-- WHAT YOU WILL DO --
1) Translate this sentence from the Paul Ryan column into Spanish: "The coming budget cuts have nothing to do with merit."
2) Return the passage of the Paul Ryan column from "Brooks, however, misunderstands" to "end unto themselves.".
3) Turn the paragraph of the Paul Ryan column that opens "The greatest pressure comes from entitlements" into a short bulleted list of its main facts.

-- DOCUMENT SEGMENT --
Start of Block
Paul Ryan converts David Brooks

By Jennifer Rubin

Two months, ago in a debate against Rep. Paul Ryan (R-Wisc.) at the American Enterprise Institute, David Brooks argued we really weren't on a fiscal precipice and the real question is not how big government is, but what it should be doing.

Now, he's parroting Ryan's warnings. Brooks writes today:

The coming budget cuts have nothing to do with merit. They have to do with the inexorable logic of mathematics. Over the past decades, spending in nearly every section of the federal budget has exploded to unsustainable levels. Each year, your family's share of the national debt increases by about $12,000. By 2015, according to Douglas Holtz-Eakin, the former director of the Congressional Budget Office, Moody's will downgrade U.S. debt.

The greatest pressure comes from entitlements. Spending on Medicare, Medicaid, Social Security and interest on the debt has now risen to 47 percent of the budget. In nine years, entitlements are estimated to consume 64 percent of the budget, according to the invaluable folks at the Committee for a Responsible Federal Budget. By 2030, they are projected consume 70 percent of the budget.

Brooks, however, misunderstands the thinking of newly-elected Republicans. He pronounces, "The supposedly rabid Republican freshmen are actually big government conservatives. They will cut programs that do measurable good while doing little to solve our long-range fiscal crisis." Brooks should talk to a few of these freshmen. These are steely-eyed fiscal hawks for whom cuts in discretionary spending are a beginning, not an end unto themselves.
End of Block
-- SOURCE INFORMATION --
Start of Block
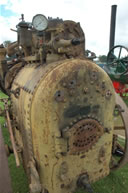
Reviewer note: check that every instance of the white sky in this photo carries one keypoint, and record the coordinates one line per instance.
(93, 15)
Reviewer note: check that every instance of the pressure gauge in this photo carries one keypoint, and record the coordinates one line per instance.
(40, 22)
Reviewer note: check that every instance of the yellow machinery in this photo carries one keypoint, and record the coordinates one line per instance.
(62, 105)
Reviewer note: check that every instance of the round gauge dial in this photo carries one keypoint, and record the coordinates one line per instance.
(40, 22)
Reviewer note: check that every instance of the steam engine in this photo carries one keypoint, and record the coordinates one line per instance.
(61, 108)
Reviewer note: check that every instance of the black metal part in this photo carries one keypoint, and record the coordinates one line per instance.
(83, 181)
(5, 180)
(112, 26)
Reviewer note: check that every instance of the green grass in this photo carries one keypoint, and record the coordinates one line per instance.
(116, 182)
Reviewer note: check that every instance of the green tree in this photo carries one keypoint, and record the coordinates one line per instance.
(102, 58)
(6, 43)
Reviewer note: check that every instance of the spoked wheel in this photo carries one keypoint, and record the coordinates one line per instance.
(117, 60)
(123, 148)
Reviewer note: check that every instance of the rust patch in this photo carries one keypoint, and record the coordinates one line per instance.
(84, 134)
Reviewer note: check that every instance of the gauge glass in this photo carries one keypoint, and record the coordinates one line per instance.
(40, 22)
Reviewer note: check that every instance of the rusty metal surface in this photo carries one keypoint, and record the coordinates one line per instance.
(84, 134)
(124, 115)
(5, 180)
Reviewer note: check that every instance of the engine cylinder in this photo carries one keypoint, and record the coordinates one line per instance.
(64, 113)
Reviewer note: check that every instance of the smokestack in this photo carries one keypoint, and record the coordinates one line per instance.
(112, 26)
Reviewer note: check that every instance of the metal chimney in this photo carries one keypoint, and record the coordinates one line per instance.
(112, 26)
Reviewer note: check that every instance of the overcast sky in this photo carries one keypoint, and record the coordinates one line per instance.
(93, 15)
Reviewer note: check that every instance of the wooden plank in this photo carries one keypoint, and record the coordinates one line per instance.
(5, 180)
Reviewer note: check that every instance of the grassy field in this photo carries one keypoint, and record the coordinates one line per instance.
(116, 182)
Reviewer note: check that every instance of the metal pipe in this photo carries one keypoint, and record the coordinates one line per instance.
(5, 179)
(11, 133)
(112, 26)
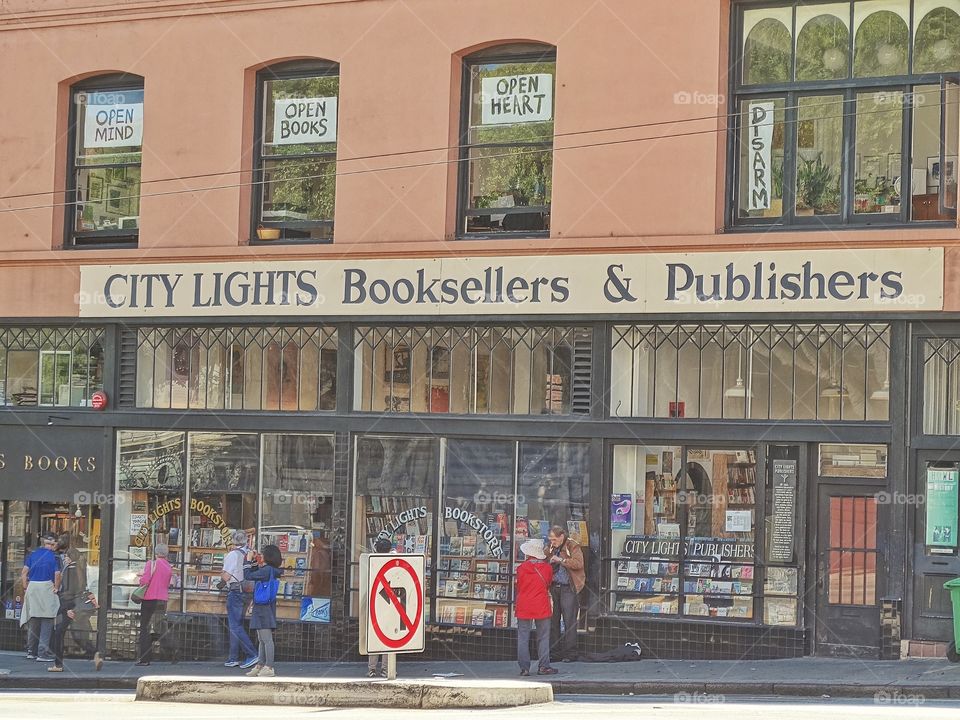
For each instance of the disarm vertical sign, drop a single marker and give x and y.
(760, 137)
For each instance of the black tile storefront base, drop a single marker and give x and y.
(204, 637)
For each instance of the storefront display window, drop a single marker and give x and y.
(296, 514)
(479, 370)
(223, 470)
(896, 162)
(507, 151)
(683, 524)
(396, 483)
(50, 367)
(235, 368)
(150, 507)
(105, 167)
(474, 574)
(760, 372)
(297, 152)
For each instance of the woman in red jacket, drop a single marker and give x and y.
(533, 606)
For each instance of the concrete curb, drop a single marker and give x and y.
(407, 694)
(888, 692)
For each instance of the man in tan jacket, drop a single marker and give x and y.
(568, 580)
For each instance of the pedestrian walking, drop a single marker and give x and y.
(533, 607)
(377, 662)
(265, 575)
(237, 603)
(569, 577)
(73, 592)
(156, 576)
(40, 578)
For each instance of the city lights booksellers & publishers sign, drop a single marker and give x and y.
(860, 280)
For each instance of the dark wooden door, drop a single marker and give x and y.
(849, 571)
End of Block
-- RESPONSE LIST --
1) Los próximos recortes presupuestarios no tienen nada que ver con el mérito.

2)
Brooks, however, misunderstands the thinking of newly-elected Republicans. He pronounces, "The supposedly rabid Republican freshmen are actually big government conservatives. They will cut programs that do measurable good while doing little to solve our long-range fiscal crisis." Brooks should talk to a few of these freshmen. These are steely-eyed fiscal hawks for whom cuts in discretionary spending are a beginning, not an end unto themselves.

3)
- Entitlements create the greatest budget pressure.
- Medicare, Medicaid, Social Security and interest on the debt now make up 47 percent of the budget.
- The Committee for a Responsible Federal Budget estimates that entitlements will take 64 percent of the budget in nine years.
- By 2030, they are projected to take 70 percent.